Texte de la page
========

Ceci est la relation fidèle de ce que j’ai vu et entendu.
Ce matin–là, j’apprends qu’une manifestation pacifique est prévue en début
d’après midi à Alger avec, pour objectif : tâcher de libérer la population
de Bab el Oued assiégée et meurtrie par la féroce répression de ceux qui ne
nous aiment pas.
Des amis très chers habitent ce quartier : je décide donc de m’y rendre dans
l’espoir de contribuer à desserrer ce blocus inhumain.
J’emprunte un cyclomoteur à un camarade du village, Saint Ferdinand, et file
vers Alger à 24 kilomètres de là.
Premier tableau : le barrage des paras, rue Michelet
Je trouve à stationner, place de l’Agha et me rends à pied rue Michelet, là
où les premiers manifestants se rassemblent, à vingt mètres au-delà d’un
barrage de parachutistes « bérets rouges ».
Ils sont une trentaine de paras, l’effectif d’une section de combat, et un
capitaine est à leur tête. Ils ont barré la rue et les trottoirs en
installant, en travers et à « touche - pare-chocs », deux GMC et deux jeeps.
A cet endroit, côté « manif », ce sont les anciens combattants qui se
rassemblent pour former la tête du cortège : ils déploient leurs drapeaux et
disposent leurs décorations bien apparentes et quelques uns arborent aussi
les couvre-chefs chamarrés des régiments dans lesquels ils ont servi pour la
défense de la Patrie.
A l’heure dite, la foule s’ébranle vers la Grande Poste ; les paras, au
coude à coude, font bloc en avant de leurs véhicules ; le capitaine s’avance
vers nous agitant les bras pour réclamer le silence : « J’ai l’ordre de vous
empêcher de passer ! »
Quelques secondes s’écoulent et c’est alors qu’un ancien combattant s’avance
seul vers l’officier para ; il porte son vieil uniforme, c’est un colonel,
sa poitrine est constellée de dizaines de décorations, son visage est orné
d’une barbe formidable, il se déplace à l’aide de béquilles : il a été
amputé d’une jambe après avoir été blessé sur quelque champ de bataille.
Le capitaine salue son ancien, porteur de la Légion d’Honneur et ce dernier,
campé à un mètre, répond à son salut et s’adresse à lui d’une voix forte :
« C’est toi qui vas m’empêcher de passer, mon petit ? »
L’officier para est pétrifié, décontenancé par ces paroles et l’attitude à
la fois digne et intrépide de son ancien ; au bout de quelques secondes
d’extrême tension, submergé par l’émotion, ce baroudeur éclate en sanglots :
il se tourne vers ses hommes, leur fait signe de s’écarter et il se retire
lui-même, l’air navré et comme terrassé par le destin : je me souviens avoir
eu de la peine pour lui.

========

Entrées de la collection
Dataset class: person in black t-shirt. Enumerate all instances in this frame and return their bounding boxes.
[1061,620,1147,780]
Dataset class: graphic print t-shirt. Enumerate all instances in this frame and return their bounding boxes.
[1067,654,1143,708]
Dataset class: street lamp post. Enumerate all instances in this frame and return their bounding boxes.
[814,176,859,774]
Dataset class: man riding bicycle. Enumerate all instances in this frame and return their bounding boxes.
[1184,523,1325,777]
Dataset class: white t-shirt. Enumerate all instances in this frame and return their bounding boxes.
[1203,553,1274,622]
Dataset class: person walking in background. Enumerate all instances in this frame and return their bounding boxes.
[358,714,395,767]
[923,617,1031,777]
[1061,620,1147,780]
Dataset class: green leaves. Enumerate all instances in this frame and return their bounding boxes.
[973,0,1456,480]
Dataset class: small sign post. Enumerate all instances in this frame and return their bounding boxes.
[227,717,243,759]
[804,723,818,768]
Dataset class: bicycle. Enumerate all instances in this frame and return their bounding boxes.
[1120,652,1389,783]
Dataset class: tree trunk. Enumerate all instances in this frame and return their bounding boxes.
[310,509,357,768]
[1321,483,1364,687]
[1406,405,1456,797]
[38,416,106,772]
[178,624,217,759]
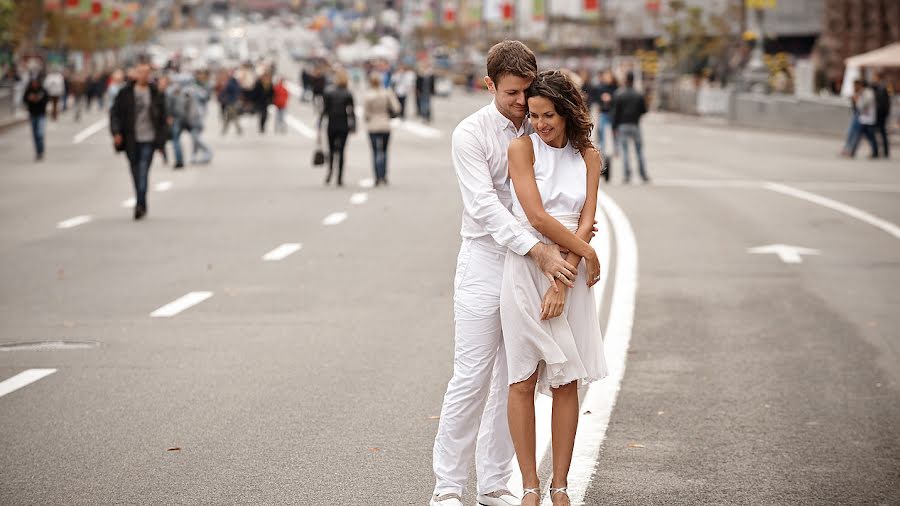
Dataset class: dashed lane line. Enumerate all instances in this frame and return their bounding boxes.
[0,369,56,397]
[56,214,93,229]
[262,242,303,262]
[322,211,347,226]
[150,292,213,318]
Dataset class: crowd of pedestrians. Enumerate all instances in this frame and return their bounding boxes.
[581,70,650,184]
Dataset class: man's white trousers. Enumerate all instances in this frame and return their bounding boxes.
[433,236,515,495]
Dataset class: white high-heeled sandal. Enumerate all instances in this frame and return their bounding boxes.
[522,487,541,503]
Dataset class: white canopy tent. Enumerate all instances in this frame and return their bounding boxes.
[841,42,900,97]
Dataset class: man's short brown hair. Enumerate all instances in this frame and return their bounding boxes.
[487,40,537,84]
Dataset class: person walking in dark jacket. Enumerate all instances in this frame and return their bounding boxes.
[319,70,356,186]
[872,72,891,158]
[22,77,50,161]
[253,73,275,134]
[416,64,435,123]
[109,63,168,220]
[612,72,650,183]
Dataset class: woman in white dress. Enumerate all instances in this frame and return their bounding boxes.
[500,71,607,506]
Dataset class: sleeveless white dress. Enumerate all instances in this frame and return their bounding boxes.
[500,133,607,396]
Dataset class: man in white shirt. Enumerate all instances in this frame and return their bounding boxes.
[430,41,577,506]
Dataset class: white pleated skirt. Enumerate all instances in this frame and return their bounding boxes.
[500,214,607,396]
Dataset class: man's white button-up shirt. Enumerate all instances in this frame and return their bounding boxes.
[452,102,538,255]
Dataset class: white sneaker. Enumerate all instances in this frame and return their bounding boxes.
[428,493,463,506]
[476,490,522,506]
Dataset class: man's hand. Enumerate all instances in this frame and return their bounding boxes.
[528,242,576,291]
[584,248,600,286]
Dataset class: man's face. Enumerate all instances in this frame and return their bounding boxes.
[484,74,534,122]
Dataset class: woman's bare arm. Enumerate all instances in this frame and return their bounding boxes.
[509,137,599,265]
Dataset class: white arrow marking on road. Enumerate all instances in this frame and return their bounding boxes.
[322,211,347,225]
[153,181,172,192]
[150,292,212,318]
[284,114,316,139]
[747,244,821,264]
[0,369,56,397]
[263,242,303,262]
[766,183,900,239]
[56,214,93,228]
[72,118,109,144]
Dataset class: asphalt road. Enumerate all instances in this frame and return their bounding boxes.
[0,83,900,505]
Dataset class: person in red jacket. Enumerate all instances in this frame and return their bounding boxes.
[272,78,288,134]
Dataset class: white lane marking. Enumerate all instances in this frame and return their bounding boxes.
[56,214,93,228]
[765,183,900,239]
[0,369,56,397]
[653,179,765,188]
[569,191,638,505]
[150,292,212,318]
[72,118,109,144]
[508,196,624,498]
[391,118,441,139]
[263,242,303,262]
[284,114,316,139]
[153,181,172,192]
[322,211,347,225]
[747,244,821,264]
[284,79,303,97]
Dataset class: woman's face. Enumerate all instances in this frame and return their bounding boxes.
[528,96,568,148]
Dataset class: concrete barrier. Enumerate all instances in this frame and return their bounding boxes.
[729,93,851,136]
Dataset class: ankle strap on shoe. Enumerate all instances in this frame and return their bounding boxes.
[550,487,569,497]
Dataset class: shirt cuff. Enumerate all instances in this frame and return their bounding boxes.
[509,232,540,256]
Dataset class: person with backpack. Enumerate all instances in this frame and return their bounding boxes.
[872,72,891,158]
[363,72,401,186]
[185,74,213,164]
[109,63,167,220]
[272,78,289,134]
[251,72,275,134]
[166,75,193,170]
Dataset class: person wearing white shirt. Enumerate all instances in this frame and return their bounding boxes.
[430,41,577,506]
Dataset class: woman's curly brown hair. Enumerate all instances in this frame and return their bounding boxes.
[525,70,594,154]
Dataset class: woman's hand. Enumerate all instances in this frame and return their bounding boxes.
[541,284,569,320]
[584,248,600,286]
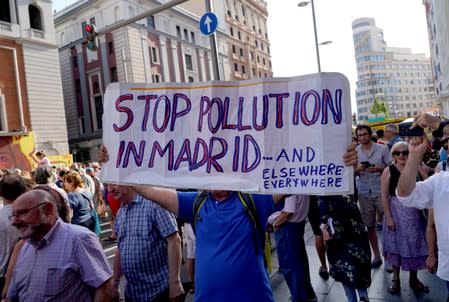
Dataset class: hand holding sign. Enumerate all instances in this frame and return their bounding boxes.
[99,73,357,195]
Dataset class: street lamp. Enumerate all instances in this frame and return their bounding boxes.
[298,0,332,72]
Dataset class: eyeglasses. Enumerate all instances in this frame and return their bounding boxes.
[357,132,369,137]
[393,151,408,156]
[8,201,47,221]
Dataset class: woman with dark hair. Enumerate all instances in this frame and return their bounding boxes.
[64,171,95,232]
[381,142,429,294]
[319,195,371,302]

========

Exercices
**A.** D'après le récit de la manifestation, à quelle distance de Saint Ferdinand se trouve Alger ?
**B.** Pour chacune des affirmations suivantes, indiquez si elle s'accorde avec le récit de la manifestation, en citant les mots qui tranchent : (i) Le trajet jusqu'à Alger se fait en voiture. (ii) Le barrage compte une trentaine de parachutistes. (iii) Le colonel se déplace à l'aide de béquilles.
**C.** Reprenez le récit de la manifestation à Alger là où il s'arrête et poursuivez-le.
Les enregistrements n'ont aucun lien avec le récit de la manifestation.

Corrigé des exercices
**A.** Alger se trouve à 24 kilomètres de Saint Ferdinand.

**B.**
(i) Non : « J’emprunte un cyclomoteur à un camarade du village ».
(ii) Oui : « Ils sont une trentaine de paras ».
(iii) Oui : « il se déplace à l’aide de béquilles ».

**C.**
Le chemin est libre : ce premier obstacle franchi, drapeaux en tête, nous
reprenons notre marche en avant.
Deuxième tableau : le Plateau des Glières, un deuxième barrage, le
contournement, le regroupement.
Je me trouve juste derrière les deux à trois rangées d’anciens combattants
qui, sur toute la largeur de la rue, constituent le front de la manif.
Arrivés au milieu du Plateau des Glières, à la hauteur de la statue de
Jeanne d’Arc, nouvel arrêt ; je me faufile vers l’avant pour mieux voir ce
qui se passe : une troupe espacée nous barre de nouveau le passage vers la
rue d’Isly. Nous saurons après coup qu’ils appartenaient à un régiment de
tirailleurs. Ils sont en tenues de combat un peu défraîchies, ils arrivent
du terrain, du bled ; ils sont disposés à quelque distance les uns des
autres, ils tremblent de peur, ils nous menacent individuellement de leurs
armes braquées vers nous. Leur chef, un lieutenant, passe, affolé, de l’un à
l’autre leur intimant : « Baissez vos armes !» mais sitôt l’officier passé,
ils les pointent à nouveau dans notre direction.
A leurs yeux fous, je prends conscience qu’ils peuvent déclencher le feu là,
tout de suite. J’ai peur de la panique qui se lit avec évidence dans leur
attitude.
Je perçois un mouvement sur ma gauche : d’instinct, je suis et m’engage à
travers les jardins pour contourner l’immeuble de la Dépêche Quotidienne qui
marque, avec la Grande Poste en face, le début de la rue d’Isly.
Entre temps, sans que je sache comment, les soldats qui barraient la route
ont dû s’écarter car revoilà les anciens combattants qui s’avancent
résolument dans cette grande artère entraînant la foule derrière eux.
Je me replace comme auparavant tandis que le cortège poursuit sa progression
vers la place Bugeaud.
L’atmosphère est plus détendue, il fait beau, la foule présente est
bon–enfant, bien que déterminée.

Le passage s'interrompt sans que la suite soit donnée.